### Excerpt

By the end of this guide you will know where the templates live, which of them suits your kind of job, how to turn one into a finished CV, how to download it in the right format, and where Google Docs falls a little short so you can work around it. None of this takes long, and once you have done it once you will be able to produce a fresh CV whenever you need one.

Why Google Docs is a good place to build your CV

Google Docs suits a job seeker for several practical reasons. It costs nothing if you have a Google account, which most people already do. It saves automatically as you type, so a crashed browser or a flat battery will not eat an evening's work. You can reach it from a phone, a library computer or your own laptop, and pick up wherever you left off. It lets you download your finished CV as a PDF or a Word file with a couple of clicks. And it makes it easy to keep several versions and to share your CV with someone you trust for a second opinion. For a document you will update many times over your career, that mix of free, safe and flexible is hard to beat.

######

Instruction
Answer these questions about the excerpt on building a CV in Google Docs:
1. According to the opening paragraph, what will you be able to do once you have gone through the process once?
2. In which two file formats can a finished CV be downloaded?
3. What does Google Docs cost for someone who has a Google account?
The entries that follow are separate material and are not part of the excerpt.

### Stored records

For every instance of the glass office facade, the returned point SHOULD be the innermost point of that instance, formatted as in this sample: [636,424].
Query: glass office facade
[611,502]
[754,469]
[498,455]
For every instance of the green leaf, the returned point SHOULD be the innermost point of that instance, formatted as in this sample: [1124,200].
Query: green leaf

######
### Stored records

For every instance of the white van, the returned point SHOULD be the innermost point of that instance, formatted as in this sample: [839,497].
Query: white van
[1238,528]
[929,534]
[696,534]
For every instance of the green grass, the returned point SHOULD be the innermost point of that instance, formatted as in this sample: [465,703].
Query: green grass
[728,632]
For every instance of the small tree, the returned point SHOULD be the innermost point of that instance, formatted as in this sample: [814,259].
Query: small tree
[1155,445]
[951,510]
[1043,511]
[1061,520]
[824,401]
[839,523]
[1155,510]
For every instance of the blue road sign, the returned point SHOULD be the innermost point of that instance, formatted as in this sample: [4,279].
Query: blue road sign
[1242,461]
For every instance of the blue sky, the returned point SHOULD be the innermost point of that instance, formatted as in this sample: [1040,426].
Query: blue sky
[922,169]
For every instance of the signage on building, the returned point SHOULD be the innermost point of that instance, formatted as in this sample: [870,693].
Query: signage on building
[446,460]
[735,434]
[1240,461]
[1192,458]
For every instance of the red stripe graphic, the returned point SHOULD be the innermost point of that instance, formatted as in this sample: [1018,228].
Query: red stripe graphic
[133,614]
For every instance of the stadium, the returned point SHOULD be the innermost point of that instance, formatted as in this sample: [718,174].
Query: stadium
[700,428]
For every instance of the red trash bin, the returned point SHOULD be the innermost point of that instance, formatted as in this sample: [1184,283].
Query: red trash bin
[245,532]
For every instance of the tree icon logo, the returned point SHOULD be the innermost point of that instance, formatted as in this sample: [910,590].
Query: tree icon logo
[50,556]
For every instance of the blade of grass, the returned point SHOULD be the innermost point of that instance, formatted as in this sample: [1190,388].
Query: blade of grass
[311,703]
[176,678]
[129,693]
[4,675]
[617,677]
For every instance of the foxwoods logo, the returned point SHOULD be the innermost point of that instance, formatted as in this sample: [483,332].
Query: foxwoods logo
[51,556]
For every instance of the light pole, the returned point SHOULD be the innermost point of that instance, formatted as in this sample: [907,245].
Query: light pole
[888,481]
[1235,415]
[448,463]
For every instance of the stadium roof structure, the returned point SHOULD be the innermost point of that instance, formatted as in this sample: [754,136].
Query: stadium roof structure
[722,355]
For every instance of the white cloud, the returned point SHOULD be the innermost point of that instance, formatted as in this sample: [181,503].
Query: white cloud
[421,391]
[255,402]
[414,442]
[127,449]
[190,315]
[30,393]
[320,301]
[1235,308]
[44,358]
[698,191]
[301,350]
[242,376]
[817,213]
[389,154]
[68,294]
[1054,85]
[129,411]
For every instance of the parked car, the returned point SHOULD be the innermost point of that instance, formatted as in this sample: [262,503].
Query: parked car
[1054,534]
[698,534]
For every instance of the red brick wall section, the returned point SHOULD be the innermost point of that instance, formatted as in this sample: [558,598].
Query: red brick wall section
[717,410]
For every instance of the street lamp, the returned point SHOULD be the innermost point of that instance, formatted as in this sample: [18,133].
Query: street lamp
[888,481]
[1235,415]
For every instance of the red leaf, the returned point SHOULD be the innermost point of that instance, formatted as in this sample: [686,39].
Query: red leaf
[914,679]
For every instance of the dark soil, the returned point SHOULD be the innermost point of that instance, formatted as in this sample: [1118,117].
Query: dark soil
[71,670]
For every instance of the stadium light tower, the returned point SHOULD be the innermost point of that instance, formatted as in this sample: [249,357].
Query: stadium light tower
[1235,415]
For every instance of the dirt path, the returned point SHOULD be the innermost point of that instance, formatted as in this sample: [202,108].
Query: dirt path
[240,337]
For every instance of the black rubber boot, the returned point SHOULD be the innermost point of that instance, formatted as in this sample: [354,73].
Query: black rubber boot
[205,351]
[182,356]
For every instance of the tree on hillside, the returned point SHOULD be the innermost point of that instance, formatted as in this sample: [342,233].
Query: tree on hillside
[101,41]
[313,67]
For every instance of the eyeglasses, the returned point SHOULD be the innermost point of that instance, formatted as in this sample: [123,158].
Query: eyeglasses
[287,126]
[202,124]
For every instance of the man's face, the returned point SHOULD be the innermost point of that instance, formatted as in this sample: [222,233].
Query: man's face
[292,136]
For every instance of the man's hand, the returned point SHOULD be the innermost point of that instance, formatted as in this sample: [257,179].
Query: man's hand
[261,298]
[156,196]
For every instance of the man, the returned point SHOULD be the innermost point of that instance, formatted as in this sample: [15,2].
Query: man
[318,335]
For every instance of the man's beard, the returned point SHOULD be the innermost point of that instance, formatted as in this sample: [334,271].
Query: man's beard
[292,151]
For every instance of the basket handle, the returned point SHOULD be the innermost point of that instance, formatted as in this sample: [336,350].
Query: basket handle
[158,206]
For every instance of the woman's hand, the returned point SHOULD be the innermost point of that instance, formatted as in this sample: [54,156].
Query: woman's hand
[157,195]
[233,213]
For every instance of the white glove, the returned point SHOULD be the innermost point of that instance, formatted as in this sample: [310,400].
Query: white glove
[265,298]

######
### Stored records

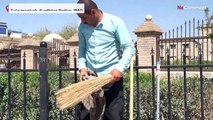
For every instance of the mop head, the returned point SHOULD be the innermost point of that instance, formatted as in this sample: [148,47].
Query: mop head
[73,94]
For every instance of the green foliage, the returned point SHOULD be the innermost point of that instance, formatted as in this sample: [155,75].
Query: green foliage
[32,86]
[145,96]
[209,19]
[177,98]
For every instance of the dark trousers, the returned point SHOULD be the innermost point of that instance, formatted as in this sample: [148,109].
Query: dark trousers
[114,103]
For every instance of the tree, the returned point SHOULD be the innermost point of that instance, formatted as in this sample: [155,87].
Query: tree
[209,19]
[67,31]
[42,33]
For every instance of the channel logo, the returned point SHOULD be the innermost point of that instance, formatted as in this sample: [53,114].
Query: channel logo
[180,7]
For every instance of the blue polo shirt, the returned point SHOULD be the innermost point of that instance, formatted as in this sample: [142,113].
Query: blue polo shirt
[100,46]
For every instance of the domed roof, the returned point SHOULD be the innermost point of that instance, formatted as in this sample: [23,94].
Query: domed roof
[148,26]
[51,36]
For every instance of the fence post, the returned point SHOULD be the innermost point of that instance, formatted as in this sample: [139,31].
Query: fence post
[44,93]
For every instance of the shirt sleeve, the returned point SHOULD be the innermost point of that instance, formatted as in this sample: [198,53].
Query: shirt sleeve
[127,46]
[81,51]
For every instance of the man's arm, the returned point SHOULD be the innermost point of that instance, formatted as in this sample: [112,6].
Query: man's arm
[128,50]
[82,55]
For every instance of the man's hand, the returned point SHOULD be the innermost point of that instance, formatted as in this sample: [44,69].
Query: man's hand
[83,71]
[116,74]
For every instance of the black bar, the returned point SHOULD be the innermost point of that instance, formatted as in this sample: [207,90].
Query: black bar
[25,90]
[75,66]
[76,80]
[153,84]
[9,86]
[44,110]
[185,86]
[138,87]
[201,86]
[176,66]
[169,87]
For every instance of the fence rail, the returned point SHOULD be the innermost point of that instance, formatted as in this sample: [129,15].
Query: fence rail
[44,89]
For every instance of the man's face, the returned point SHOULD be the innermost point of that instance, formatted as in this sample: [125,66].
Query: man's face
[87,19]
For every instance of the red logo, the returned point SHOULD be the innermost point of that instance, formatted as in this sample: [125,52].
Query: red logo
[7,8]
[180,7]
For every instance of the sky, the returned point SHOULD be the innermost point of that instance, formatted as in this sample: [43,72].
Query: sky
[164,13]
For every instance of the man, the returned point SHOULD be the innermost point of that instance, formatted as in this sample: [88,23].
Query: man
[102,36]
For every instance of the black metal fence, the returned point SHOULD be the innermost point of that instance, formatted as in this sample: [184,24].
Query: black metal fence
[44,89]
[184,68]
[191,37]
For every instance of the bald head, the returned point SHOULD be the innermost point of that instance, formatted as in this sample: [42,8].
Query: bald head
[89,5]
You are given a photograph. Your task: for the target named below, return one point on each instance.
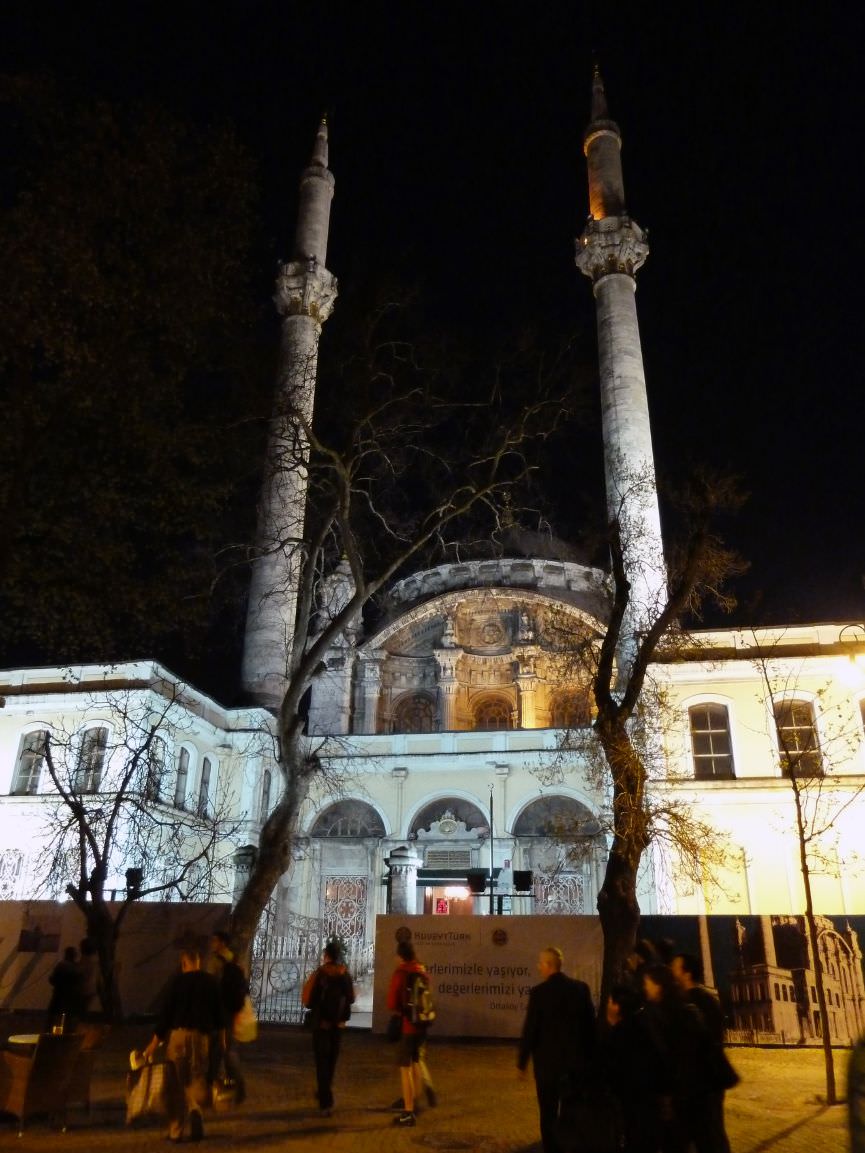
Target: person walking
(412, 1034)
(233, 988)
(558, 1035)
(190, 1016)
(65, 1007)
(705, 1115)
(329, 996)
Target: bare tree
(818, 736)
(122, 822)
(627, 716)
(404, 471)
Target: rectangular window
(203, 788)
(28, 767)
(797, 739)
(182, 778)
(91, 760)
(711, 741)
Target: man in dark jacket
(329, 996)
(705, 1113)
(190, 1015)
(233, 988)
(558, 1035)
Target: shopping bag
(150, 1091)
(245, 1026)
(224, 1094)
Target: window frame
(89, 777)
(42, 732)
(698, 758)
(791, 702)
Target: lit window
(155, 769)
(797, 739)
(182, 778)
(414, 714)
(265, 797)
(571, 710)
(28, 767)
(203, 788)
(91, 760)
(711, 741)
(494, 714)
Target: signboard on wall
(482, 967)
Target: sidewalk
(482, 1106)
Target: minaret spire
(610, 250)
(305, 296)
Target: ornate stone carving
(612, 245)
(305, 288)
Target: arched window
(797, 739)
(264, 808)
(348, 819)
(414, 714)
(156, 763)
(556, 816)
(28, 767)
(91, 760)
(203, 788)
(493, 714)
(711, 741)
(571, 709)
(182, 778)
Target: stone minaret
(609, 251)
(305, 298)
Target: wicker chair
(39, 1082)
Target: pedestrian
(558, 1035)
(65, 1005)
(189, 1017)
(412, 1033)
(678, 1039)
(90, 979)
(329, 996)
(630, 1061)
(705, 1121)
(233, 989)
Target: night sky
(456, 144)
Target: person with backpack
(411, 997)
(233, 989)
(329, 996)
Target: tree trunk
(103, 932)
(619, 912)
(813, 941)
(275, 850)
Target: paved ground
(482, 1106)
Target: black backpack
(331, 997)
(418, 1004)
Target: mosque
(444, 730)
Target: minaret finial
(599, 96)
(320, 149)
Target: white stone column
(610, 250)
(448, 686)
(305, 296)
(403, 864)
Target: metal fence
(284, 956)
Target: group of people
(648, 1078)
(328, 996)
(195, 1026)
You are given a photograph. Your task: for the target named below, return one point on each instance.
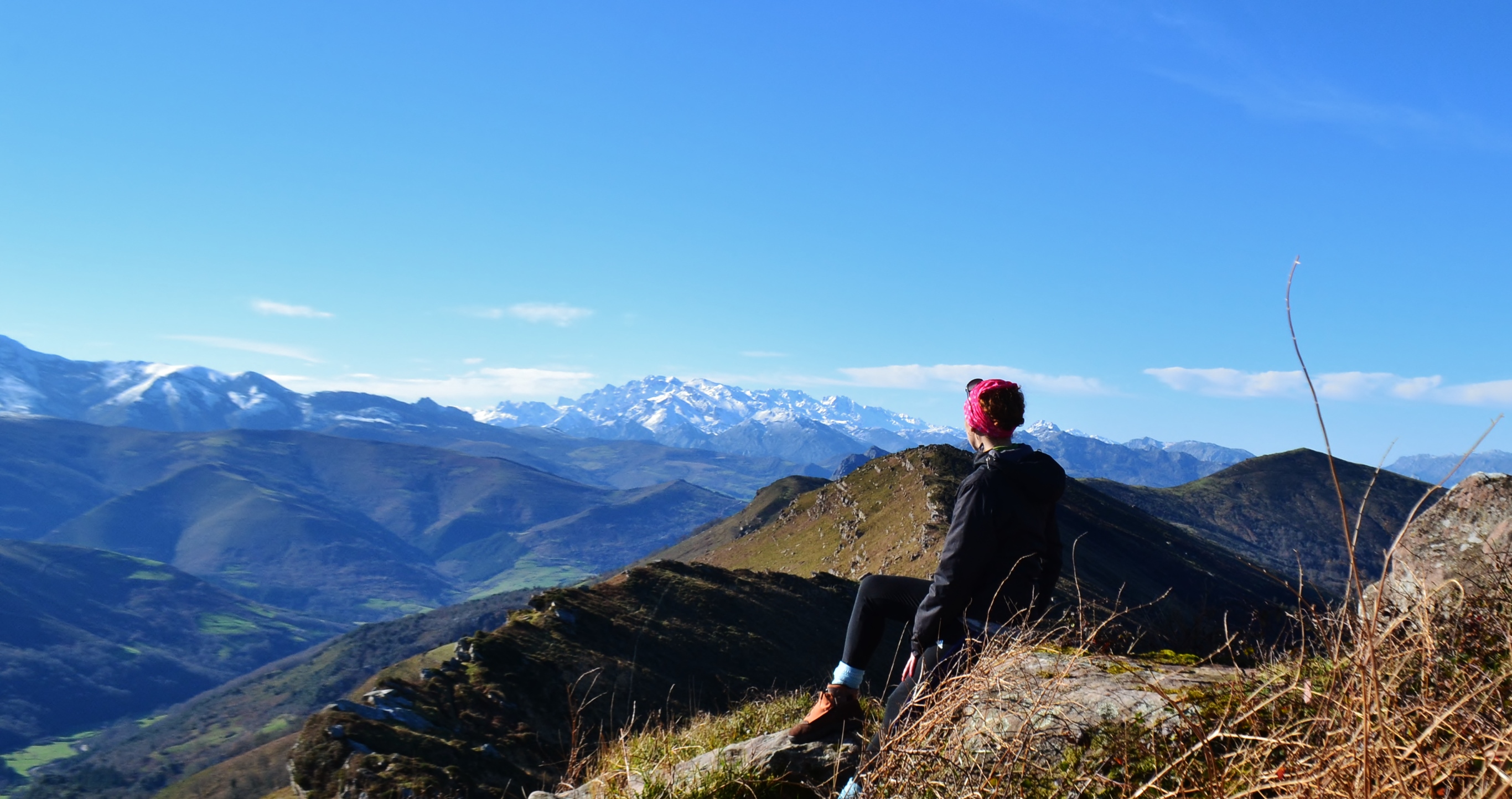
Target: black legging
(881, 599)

######

Solved exercise
1. Produce a fresh CV whenever you need one.
2. PDF or Word.
3. Nothing.